- _小問 A_:
日本における中国カルチャーの影響を扱った記事から、「現在、アジア各国では文化産業」を含む語句を起点として書き写し、「ら来たものと意識していない。」まで写したところで終えてください。
- _小問 B_:
日本における中国カルチャーの影響を扱った記事によると、1999年にフェイ・ウォンの「Eyes On Me」は日本の洋楽チャートで何週連続首位を記録しましたか。

日本で随所に見られる中国カルチャーの影響
チャイナネットに特集されていました。
http://japanese.china.org.cn/jp/txt/2011-11/09/content_23865148.htmからの引用です。
1999年、フェイ・ウォンの「Eyes On Me」が日本の洋楽チャートで21週連続首位の快挙を成し遂げると同時に、日本ゴールドディスク大賞洋楽部門で大賞を獲得した。
現在、アジア各国では文化産業が発展中だが、その中で最も成功している国家は日本だろう。映像、アニメ、ゲームなどを代表とする日本の文化産業は、今やこの国の主要産業のひとつとなっている。他方で、アジア諸国は日本市場に注目している。競争が激しく購買力も高い日本市場で名実ともに成功を収めることが、自国の文化産業の対外的実力を考える際の指針となっている。そのため、韓国やシンガポールといった文化産業が勃興しつつある国家では、「日本上陸」が一つの発展目標なのである。では、中国カルチャーは今、日本でどうなっているのだろうか?
日々豊富になっているPRの手段
古来、中国文化はアジアの中心だった。日本を含む周辺諸国の文化は中国文化の強い影響を受けてきた。日本に行けば、そこかしこで中国古代文化の影響を見ることができる。たとえば漢字、服飾、建築様式、飲食などだ。しかしこれら中国文化の要素は、早い時代から日本文化に溶け込み、大多数の日本人はそれが中国から来たものと意識していない。

- _提供資料_:
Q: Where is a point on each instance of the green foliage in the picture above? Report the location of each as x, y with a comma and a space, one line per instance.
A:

- _解答全文 A_:
現在、アジア各国では文化産業が発展中だが、その中で最も成功している国家は日本だろう。映像、アニメ、ゲームなどを代表とする日本の文化産業は、今やこの国の主要産業のひとつとなっている。他方で、アジア諸国は日本市場に注目している。競争が激しく購買力も高い日本市場で名実ともに成功を収めることが、自国の文化産業の対外的実力を考える際の指針となっている。そのため、韓国やシンガポールといった文化産業が勃興しつつある国家では、「日本上陸」が一つの発展目標なのである。では、中国カルチャーは今、日本でどうなっているのだろうか?
日々豊富になっているPRの手段
古来、中国文化はアジアの中心だった。日本を含む周辺諸国の文化は中国文化の強い影響を受けてきた。日本に行けば、そこかしこで中国古代文化の影響を見ることができる。たとえば漢字、服飾、建築様式、飲食などだ。しかしこれら中国文化の要素は、早い時代から日本文化に溶け込み、大多数の日本人はそれが中国から来たものと意識していない。

- _解答全文 B_:
21週連続で首位を記録しました。